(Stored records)

* * * *

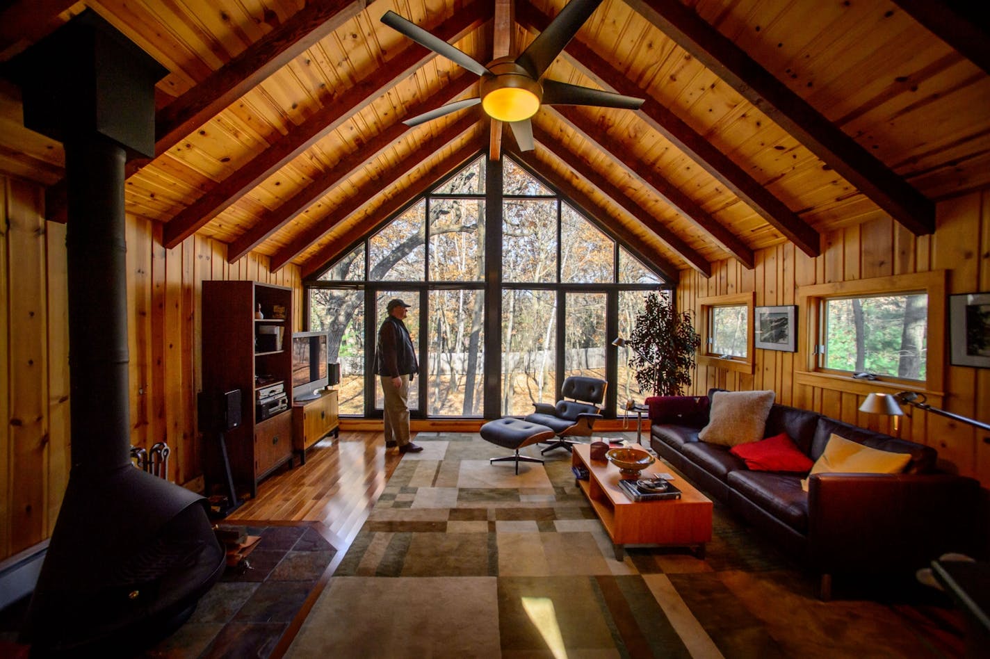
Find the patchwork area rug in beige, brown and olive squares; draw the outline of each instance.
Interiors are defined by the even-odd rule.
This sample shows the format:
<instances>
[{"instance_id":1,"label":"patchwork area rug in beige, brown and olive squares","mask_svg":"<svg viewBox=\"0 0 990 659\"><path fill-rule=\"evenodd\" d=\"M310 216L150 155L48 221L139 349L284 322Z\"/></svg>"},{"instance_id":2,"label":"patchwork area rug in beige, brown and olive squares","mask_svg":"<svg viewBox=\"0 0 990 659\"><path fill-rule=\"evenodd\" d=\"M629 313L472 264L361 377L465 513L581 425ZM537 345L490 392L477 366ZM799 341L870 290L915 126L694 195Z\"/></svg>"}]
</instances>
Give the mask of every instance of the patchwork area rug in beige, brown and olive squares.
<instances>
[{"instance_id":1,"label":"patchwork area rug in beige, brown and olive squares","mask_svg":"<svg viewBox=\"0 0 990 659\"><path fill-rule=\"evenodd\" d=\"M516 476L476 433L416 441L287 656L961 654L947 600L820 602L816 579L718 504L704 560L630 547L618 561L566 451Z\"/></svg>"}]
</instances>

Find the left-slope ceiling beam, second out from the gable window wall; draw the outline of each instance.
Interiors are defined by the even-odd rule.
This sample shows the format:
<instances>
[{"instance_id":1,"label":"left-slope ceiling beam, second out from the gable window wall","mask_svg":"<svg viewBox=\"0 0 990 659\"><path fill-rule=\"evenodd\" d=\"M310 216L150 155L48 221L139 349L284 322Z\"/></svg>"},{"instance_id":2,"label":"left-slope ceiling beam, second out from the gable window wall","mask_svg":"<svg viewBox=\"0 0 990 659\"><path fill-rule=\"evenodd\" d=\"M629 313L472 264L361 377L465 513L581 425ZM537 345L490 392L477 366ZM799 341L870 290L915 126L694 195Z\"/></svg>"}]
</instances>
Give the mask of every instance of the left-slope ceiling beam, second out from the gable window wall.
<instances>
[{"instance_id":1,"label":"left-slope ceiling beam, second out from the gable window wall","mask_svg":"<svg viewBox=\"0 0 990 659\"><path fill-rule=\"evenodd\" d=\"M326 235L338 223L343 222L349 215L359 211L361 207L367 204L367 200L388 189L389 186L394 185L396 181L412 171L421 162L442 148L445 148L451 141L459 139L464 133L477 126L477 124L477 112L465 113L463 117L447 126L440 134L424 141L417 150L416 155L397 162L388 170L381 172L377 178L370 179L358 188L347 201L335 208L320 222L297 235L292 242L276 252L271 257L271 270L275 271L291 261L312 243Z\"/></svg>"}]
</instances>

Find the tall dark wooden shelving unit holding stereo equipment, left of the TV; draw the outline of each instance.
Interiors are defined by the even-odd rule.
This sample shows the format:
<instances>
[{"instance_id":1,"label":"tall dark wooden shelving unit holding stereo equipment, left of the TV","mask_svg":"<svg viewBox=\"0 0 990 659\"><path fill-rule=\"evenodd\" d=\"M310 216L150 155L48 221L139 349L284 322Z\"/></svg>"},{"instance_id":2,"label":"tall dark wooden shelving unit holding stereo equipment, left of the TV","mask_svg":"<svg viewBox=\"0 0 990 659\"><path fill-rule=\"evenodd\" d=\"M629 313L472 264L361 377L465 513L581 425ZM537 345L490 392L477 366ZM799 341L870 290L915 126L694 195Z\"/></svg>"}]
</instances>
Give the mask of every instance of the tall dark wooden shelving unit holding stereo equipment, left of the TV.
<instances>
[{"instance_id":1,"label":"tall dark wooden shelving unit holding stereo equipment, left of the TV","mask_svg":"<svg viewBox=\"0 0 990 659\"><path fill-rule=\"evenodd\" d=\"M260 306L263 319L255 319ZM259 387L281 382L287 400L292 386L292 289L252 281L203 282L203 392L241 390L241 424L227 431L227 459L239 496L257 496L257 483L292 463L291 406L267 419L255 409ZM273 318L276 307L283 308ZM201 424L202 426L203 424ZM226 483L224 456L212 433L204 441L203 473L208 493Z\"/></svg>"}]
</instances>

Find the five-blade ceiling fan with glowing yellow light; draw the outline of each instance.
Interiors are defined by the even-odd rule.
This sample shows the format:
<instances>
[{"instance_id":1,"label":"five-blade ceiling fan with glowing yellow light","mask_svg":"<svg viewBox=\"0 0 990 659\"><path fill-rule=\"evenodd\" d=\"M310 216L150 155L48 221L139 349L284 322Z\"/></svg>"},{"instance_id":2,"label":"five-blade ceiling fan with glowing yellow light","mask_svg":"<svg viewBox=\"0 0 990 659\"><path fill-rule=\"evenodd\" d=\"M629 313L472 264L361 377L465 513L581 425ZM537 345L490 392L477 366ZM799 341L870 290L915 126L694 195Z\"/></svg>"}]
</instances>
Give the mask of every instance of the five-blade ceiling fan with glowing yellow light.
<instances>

* * * *

What you have to do: Please show the lines in the entries above that hold the string "Find".

Answer box:
Find the patchwork area rug in beige, brown and olive squares; draw the outline of each instance.
Find the left-slope ceiling beam, second out from the gable window wall; draw the outline of each instance.
Find the tall dark wooden shelving unit holding stereo equipment, left of the TV; draw the outline of each instance.
Find the five-blade ceiling fan with glowing yellow light; draw the outline of each instance.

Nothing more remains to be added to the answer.